_Work required_:
Type out each record word for word. Pictures stay out.

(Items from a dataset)
____

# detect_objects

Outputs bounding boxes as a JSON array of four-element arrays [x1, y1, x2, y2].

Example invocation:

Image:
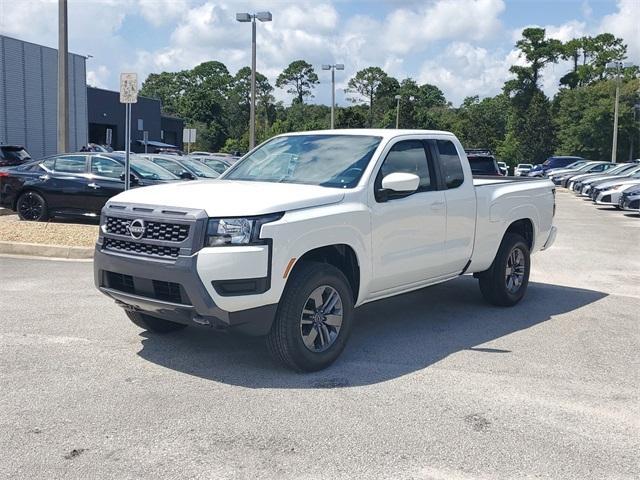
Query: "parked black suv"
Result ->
[[0, 145, 31, 167]]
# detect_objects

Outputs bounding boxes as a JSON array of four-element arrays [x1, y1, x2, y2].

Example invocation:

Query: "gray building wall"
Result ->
[[0, 35, 87, 159]]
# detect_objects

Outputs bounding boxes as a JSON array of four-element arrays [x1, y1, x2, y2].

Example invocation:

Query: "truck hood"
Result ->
[[107, 179, 345, 216]]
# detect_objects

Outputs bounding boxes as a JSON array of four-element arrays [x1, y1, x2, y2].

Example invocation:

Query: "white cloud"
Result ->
[[86, 65, 110, 88], [0, 0, 638, 109], [418, 43, 520, 105], [137, 0, 189, 27], [600, 0, 640, 63], [382, 0, 505, 54]]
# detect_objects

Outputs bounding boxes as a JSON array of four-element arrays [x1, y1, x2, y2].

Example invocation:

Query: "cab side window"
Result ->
[[437, 140, 464, 188], [378, 140, 432, 190]]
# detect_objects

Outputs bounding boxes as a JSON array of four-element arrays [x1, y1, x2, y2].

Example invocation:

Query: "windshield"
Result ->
[[181, 158, 219, 178], [224, 134, 382, 188], [131, 157, 178, 180], [605, 164, 632, 175], [518, 164, 533, 169]]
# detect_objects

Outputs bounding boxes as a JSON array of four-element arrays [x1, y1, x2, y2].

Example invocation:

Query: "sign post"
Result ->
[[182, 128, 196, 154], [143, 131, 149, 153], [105, 128, 112, 147], [120, 73, 138, 190]]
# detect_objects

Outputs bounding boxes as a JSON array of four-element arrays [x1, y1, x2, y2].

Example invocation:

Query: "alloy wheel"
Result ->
[[505, 247, 526, 294], [300, 285, 343, 352], [18, 193, 44, 220]]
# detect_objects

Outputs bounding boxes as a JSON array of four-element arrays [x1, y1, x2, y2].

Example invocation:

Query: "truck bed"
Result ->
[[473, 176, 546, 186]]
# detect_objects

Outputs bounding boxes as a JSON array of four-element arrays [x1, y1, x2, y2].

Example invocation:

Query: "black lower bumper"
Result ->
[[94, 247, 277, 336]]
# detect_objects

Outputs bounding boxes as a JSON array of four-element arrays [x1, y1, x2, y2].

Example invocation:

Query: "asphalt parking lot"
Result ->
[[1, 191, 638, 480]]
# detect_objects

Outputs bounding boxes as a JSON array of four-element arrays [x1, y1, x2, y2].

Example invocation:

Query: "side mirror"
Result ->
[[120, 172, 139, 184], [180, 171, 195, 180], [376, 172, 420, 202], [381, 172, 420, 193]]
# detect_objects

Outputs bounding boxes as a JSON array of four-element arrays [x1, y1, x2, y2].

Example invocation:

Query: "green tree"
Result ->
[[505, 28, 562, 101], [227, 67, 274, 140], [345, 67, 390, 127], [139, 71, 190, 115], [275, 60, 319, 104], [553, 78, 640, 161], [456, 95, 510, 157]]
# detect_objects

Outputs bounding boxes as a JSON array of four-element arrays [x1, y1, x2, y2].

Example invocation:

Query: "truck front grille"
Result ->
[[106, 216, 190, 242], [103, 238, 180, 258], [104, 271, 189, 305]]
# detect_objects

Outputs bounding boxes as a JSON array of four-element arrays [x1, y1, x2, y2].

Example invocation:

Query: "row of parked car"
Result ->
[[543, 158, 640, 213], [0, 150, 239, 221]]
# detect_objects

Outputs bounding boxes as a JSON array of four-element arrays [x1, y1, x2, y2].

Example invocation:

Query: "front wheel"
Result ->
[[477, 233, 530, 306], [17, 191, 49, 221], [125, 311, 188, 333], [267, 261, 354, 372]]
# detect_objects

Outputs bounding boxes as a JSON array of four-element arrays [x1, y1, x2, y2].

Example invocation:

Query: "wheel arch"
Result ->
[[13, 187, 47, 211], [288, 244, 361, 304], [504, 218, 534, 250]]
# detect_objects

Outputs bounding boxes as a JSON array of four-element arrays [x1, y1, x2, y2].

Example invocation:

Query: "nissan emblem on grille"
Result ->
[[126, 219, 146, 240]]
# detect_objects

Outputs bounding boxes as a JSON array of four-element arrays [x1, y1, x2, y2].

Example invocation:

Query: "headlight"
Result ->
[[204, 213, 283, 247]]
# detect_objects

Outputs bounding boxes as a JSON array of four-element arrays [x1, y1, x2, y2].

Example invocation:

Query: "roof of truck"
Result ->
[[279, 129, 455, 139]]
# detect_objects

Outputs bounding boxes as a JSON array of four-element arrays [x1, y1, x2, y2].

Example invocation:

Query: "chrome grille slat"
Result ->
[[106, 216, 190, 242]]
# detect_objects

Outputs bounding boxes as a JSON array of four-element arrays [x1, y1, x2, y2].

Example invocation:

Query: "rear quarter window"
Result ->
[[437, 140, 464, 188]]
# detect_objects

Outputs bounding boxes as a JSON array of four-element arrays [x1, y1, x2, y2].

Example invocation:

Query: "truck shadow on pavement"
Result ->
[[136, 276, 606, 388]]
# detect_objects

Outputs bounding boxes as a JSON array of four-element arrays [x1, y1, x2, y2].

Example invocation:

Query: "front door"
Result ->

____

_Finished task_:
# detect_objects

Outputs bounding boxes as a JSON array of four-element arrays [x1, y1, x2, y2].

Example invocation:

Image:
Query: "parked black suv"
Result ->
[[0, 145, 31, 167]]
# detect_objects

Outputs bounding boxes as a JSON array of four-element arrays [x1, y1, x2, y2].

Example invocation:

Query: "gray building wall"
Result ->
[[0, 35, 87, 159]]
# detect_objects

Outputs bounding boxes as a JSON array of four-element arrays [x1, y1, x2, y2].

Example invocation:

Query: "truck hood"
Result ->
[[107, 179, 345, 216]]
# detect_objects

Outputs bounding boxes as a JSON array of four-element arrays [x1, y1, x2, y2].

Example invocation:

Query: "white cloud"
Result ->
[[86, 65, 110, 88], [0, 0, 638, 109], [418, 43, 520, 105], [137, 0, 189, 27], [600, 0, 640, 63], [382, 0, 505, 54]]
# detect_objects

Outputs bounding boxes as a JSON array of four-element arrays [x1, y1, x2, y2].

Example invocation:

Query: "cab side window"
Result ->
[[437, 140, 464, 188], [378, 140, 432, 190]]
# detect_objects

Outputs bounding boxes as a JSON array of four-element arrays [x1, y1, x2, y2].

Example invocation:

Query: "windshield"
Result ->
[[181, 158, 219, 178], [224, 134, 382, 188], [131, 157, 178, 180], [605, 164, 632, 175], [518, 164, 533, 169]]
# detect_objects

Outputs bounding boxes as a JSON array of four-element arrays [x1, y1, x2, y2].

Example invocation:

Query: "sign post"
Result ->
[[182, 128, 196, 154], [143, 131, 149, 153], [105, 128, 112, 147], [120, 73, 138, 190]]
# detect_objects

Outputs bounding boxes as a JSON array of four-element arrays [x1, y1, x2, y2].

Example invocation:

Query: "alloy wheel"
Result ->
[[505, 247, 526, 294], [300, 285, 343, 352], [18, 193, 44, 220]]
# detect_objects

Outputs bounding boxes as a JSON array of four-element arrays [x1, y1, x2, y2].

Example invocation:

Query: "truck bed"
Result ->
[[473, 176, 546, 186]]
# detect_objects

Outputs bounding boxes as a JSON array of four-element arrays [x1, y1, x2, y2].

Example invocation:

Query: "black lower bumper"
Result ->
[[94, 247, 277, 336]]
# detect_objects

Outputs bounding boxes as a JSON array of four-element arrays [x1, y1, x2, y2].

Example invocation:

Query: "asphalt parking lot"
Result ->
[[1, 191, 638, 480]]
# detect_objects

Outputs bounding boxes as a JSON array of four-element arrays [x1, y1, x2, y2].

Example invocation:

Query: "side mirror"
Result ->
[[120, 172, 139, 184], [180, 171, 195, 180], [376, 172, 420, 202], [381, 172, 420, 193]]
# detect_objects

Outputs bounding boxes as a JSON array of four-element arrays [x1, y1, x2, y2].

Example invocation:

Query: "green tree"
Result ->
[[505, 28, 562, 101], [227, 67, 274, 140], [345, 67, 390, 127], [139, 71, 190, 115], [275, 60, 319, 104], [553, 78, 640, 161], [456, 95, 510, 157]]
# detect_objects

Outputs bounding boxes as a JSON array of four-element arrays [x1, y1, x2, y2].

Example invocation:

Query: "truck front grille"
Result ->
[[106, 216, 190, 242], [103, 238, 180, 258], [104, 271, 189, 305]]
# detect_objects

Outputs bounding boxes as a JSON array of four-element arrays [x1, y1, x2, y2].

Example invocation:

Query: "row of parked car"
Result ->
[[543, 158, 640, 213], [0, 150, 239, 221]]
# detect_objects

Outputs bounding boxes as a JSON array of four-element arrays [x1, y1, x2, y2].

Example invocation:

Query: "front wheel"
Result ->
[[477, 233, 530, 306], [17, 191, 49, 221], [125, 311, 188, 333], [267, 261, 354, 372]]
# detect_objects

Outputs bounding boxes as a JSON array of four-element arrays [x1, y1, x2, y2].

Example invocation:

Query: "wheel arch"
Result ->
[[13, 187, 47, 211], [288, 244, 361, 304], [504, 218, 534, 250]]
# detect_objects

Outputs bounding boxes as a JSON array of four-element arrays [x1, y1, x2, y2].

Example invocation:

Query: "nissan emblem on grille"
Result ->
[[126, 219, 146, 240]]
# detect_objects

Outputs bounding boxes as a JSON array of four-element arrays [x1, y1, x2, y2].

Example invocation:

Query: "headlight"
Result ->
[[204, 213, 283, 247]]
# detect_objects

Outputs bounding boxes as a JSON array of four-element arrays [x1, y1, x2, y2].

Example invocation:

Query: "roof of truck"
Result ->
[[279, 129, 455, 139]]
# detect_objects

Outputs bounding boxes as a JSON array of four-element arrays [x1, y1, x2, y2].

Example invocation:

Query: "chrome grille slat"
Result ->
[[106, 216, 190, 242]]
# detect_objects

Outputs bounding boxes as a JSON array of four-element arrays [x1, y1, x2, y2].

Example invocation:

Query: "rear quarter window"
Result ->
[[437, 140, 464, 188]]
# detect_objects

Outputs bounding boxes as a JSON array of four-element arrays [x1, y1, x2, y2].

Example invocation:

Query: "truck shadow on pavement"
Result ->
[[136, 276, 606, 388]]
# detect_objects

Outputs bounding boxes as a JSON array of four-element arrays [x1, y1, x2, y2].

Example invocation:

Query: "front door"
Result ->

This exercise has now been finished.